#### Task
Go through the listing below and state how many lines hold the word "brown", giving only the number.

#### Available data
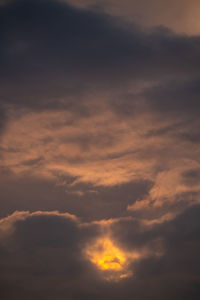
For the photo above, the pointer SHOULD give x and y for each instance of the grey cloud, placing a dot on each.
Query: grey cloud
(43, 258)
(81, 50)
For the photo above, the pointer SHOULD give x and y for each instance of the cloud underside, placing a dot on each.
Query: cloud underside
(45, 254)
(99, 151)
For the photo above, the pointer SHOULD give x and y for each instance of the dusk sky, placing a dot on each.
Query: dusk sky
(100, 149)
---
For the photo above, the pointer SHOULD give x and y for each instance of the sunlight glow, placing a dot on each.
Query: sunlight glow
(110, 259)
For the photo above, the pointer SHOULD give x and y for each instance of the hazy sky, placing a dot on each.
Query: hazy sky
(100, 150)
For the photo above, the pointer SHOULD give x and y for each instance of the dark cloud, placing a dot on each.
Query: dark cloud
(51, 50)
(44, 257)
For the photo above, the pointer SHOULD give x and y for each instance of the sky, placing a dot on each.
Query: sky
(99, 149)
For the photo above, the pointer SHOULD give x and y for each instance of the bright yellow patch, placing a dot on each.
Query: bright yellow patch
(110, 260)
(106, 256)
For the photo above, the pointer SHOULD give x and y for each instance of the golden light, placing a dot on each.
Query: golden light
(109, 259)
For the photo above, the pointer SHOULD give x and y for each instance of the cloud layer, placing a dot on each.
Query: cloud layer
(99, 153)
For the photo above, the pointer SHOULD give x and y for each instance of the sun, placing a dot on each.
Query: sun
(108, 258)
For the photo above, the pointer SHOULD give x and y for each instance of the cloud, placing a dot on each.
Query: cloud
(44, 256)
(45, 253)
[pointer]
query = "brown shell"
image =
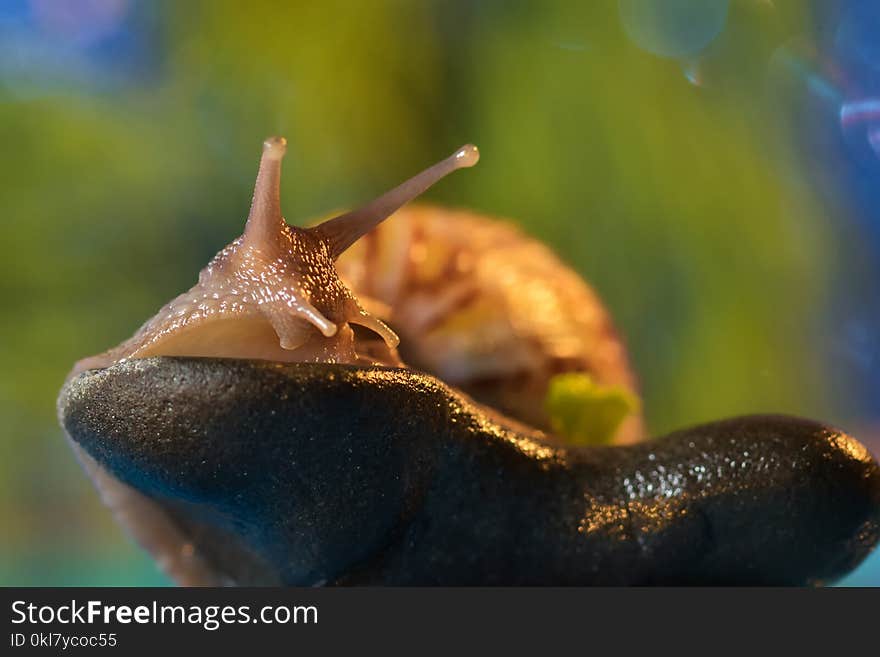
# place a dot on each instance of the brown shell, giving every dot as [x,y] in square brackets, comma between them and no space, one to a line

#### Your response
2